### Tarefa proposta 1:
Você pode redigitar, sem nenhuma alteração, o trecho sobre os elementos na obra roseana de "Reportando-me às minhas" a "Grande Sertão: Veredas."?
-------- Trecho fornecido --------
Reportando-me às minhas reflexões sobre os elementos na obra roseana, afirmei anteriormente que os elementos eleitos eram a terra e a água amalgamadas. Afirmei também que o fogo aparece como matéria de transição, a partir da narrativa A hora e vez de Augusto Matraga, alcançando o ápice dessa fase na narrativa romanesca Grande Sertão: Veredas.

Reafirmo, esta fase operada pelo fogo em ebulição, a qual levará o Artista Guimarães Rosa a uma nova reavaliação de seus elementos eleitos (terra e água), ainda amalgamados, mas agora submetidos a uma visão profunda dessas mesmas matérias. Em outras palavras, depois da transição operada pelo fogo, ele irá penetrar no cerne desses elementos, revelando sua interioridade, para posteriormente projetar-se no imaginário-em-aberto (cogito(4)), simbolizado pelo elemento ar. Este elemento seria, de acordo com a nossa inclusiva e exclusiva visão, um novo elemento de transição para o cogito(4), domínio que inclui a ficção, distante temporalmente dos três cogitos normais da existência ordinária.
-------- Dados exibidos --------
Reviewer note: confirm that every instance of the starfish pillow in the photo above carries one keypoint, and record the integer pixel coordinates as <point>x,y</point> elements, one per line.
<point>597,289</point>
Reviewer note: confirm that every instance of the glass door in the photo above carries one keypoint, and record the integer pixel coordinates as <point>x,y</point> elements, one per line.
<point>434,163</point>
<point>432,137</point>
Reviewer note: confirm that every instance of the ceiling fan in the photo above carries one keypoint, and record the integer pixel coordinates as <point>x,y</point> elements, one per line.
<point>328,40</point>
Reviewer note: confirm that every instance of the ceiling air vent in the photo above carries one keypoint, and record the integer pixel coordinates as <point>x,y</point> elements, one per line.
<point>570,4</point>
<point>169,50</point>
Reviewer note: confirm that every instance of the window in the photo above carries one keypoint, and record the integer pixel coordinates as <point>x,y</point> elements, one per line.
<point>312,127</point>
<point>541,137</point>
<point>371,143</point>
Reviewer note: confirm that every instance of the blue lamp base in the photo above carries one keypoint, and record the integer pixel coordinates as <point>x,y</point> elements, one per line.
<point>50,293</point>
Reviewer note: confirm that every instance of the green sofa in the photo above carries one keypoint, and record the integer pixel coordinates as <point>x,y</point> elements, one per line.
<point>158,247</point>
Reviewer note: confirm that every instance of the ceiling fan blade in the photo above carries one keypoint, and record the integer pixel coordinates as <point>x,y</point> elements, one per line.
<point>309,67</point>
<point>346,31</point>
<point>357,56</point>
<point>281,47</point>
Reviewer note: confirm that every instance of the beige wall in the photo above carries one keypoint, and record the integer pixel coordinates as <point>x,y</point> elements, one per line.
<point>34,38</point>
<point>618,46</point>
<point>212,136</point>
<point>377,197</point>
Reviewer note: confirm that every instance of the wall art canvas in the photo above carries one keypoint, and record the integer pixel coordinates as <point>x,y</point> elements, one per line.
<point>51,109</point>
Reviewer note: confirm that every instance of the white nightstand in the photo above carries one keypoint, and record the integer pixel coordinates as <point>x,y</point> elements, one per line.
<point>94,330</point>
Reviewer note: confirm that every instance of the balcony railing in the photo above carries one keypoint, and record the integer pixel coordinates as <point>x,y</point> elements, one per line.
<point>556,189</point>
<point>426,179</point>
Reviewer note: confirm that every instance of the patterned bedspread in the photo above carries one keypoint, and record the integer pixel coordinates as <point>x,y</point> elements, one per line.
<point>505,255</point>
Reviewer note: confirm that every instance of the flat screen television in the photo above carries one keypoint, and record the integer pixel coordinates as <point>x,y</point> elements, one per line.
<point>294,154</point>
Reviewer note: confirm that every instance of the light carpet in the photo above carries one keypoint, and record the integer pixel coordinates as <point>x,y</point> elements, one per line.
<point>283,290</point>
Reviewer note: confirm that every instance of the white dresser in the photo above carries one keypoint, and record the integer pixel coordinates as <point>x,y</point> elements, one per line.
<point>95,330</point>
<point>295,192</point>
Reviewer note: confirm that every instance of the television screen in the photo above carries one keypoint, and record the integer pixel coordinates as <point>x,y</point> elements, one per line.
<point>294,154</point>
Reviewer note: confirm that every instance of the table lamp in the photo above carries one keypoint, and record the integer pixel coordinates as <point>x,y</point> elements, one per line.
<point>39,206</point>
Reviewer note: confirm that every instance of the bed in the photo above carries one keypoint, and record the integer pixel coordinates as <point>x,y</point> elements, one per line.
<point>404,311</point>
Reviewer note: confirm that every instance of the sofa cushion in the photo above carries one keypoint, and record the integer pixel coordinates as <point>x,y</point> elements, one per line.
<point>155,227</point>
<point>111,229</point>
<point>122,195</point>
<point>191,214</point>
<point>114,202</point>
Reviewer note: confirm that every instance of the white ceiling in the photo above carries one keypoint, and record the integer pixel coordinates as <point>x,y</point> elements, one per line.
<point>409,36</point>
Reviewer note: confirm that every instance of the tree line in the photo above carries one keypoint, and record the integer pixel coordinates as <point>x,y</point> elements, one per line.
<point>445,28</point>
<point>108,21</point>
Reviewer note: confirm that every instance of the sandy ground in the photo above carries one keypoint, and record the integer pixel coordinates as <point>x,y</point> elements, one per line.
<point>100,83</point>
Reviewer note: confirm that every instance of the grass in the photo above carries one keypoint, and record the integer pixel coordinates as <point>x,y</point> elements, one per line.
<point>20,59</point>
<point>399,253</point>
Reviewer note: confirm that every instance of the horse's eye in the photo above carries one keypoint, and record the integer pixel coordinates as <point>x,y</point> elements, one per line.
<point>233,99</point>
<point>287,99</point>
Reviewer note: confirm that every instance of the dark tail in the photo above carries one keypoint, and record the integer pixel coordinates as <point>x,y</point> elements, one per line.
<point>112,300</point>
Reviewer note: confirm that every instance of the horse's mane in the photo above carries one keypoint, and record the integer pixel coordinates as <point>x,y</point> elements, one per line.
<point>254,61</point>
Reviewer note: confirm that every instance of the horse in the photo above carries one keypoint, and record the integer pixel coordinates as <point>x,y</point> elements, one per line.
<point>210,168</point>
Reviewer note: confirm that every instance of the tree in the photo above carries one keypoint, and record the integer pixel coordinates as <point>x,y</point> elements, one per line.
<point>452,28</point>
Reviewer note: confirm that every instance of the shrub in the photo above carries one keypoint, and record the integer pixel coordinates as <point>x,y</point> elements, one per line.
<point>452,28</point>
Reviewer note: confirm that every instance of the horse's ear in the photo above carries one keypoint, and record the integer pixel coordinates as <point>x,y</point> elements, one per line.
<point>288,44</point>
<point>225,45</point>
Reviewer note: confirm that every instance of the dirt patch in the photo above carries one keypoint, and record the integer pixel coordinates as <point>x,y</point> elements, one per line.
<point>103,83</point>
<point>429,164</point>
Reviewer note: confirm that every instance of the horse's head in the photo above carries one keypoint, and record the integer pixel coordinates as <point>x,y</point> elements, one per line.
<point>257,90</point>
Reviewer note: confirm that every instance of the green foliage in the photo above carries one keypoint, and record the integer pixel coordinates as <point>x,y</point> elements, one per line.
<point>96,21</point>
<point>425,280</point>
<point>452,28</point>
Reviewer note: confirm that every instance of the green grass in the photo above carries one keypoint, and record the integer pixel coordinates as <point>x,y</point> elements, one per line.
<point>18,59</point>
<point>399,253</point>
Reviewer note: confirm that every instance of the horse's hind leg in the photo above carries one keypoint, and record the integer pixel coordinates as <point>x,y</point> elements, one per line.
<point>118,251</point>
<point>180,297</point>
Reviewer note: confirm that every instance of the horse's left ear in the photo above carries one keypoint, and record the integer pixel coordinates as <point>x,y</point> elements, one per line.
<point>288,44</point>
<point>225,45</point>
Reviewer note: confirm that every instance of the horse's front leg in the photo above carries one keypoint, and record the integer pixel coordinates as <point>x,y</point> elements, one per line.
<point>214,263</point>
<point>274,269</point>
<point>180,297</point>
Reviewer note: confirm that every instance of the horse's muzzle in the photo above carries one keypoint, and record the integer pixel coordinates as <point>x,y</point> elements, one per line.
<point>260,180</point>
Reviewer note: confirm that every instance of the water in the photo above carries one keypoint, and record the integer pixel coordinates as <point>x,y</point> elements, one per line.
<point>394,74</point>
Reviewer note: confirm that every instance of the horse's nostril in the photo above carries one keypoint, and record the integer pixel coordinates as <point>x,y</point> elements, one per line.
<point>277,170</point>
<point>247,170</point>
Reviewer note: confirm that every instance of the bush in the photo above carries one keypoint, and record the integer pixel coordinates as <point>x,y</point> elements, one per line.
--------
### Tarefa proposta 2:
Você pode reescrever apenas as linhas do conjunto de dados da linha com "Reviewer note: confirm that every instance of the patterned" até a linha com "<point>114,202</point>", trocando "keypoint" por "marker" e mantendo todo o resto igual?

### Solução 1:
Reportando-me às minhas reflexões sobre os elementos na obra roseana, afirmei anteriormente que os elementos eleitos eram a terra e a água amalgamadas. Afirmei também que o fogo aparece como matéria de transição, a partir da narrativa A hora e vez de Augusto Matraga, alcançando o ápice dessa fase na narrativa romanesca Grande Sertão: Veredas.

### Solução 2:
Reviewer note: confirm that every instance of the patterned bedspread in the photo above carries one marker, and record the integer pixel coordinates as <point>x,y</point> elements, one per line.
<point>505,255</point>
Reviewer note: confirm that every instance of the flat screen television in the photo above carries one marker, and record the integer pixel coordinates as <point>x,y</point> elements, one per line.
<point>294,154</point>
Reviewer note: confirm that every instance of the light carpet in the photo above carries one marker, and record the integer pixel coordinates as <point>x,y</point> elements, one per line.
<point>283,290</point>
Reviewer note: confirm that every instance of the white dresser in the photo above carries one marker, and record the integer pixel coordinates as <point>x,y</point> elements, one per line.
<point>95,330</point>
<point>295,192</point>
Reviewer note: confirm that every instance of the television screen in the photo above carries one marker, and record the integer pixel coordinates as <point>x,y</point> elements, one per line.
<point>294,154</point>
Reviewer note: confirm that every instance of the table lamp in the photo above carries one marker, and record the integer pixel coordinates as <point>x,y</point> elements, one per line.
<point>39,206</point>
Reviewer note: confirm that every instance of the bed in the photo above carries one marker, and record the integer pixel coordinates as <point>x,y</point> elements, one per line.
<point>404,311</point>
Reviewer note: confirm that every instance of the sofa cushion in the photo above carries one marker, and record the integer pixel coordinates as <point>x,y</point> elements, one per line.
<point>155,227</point>
<point>111,229</point>
<point>122,195</point>
<point>191,214</point>
<point>114,202</point>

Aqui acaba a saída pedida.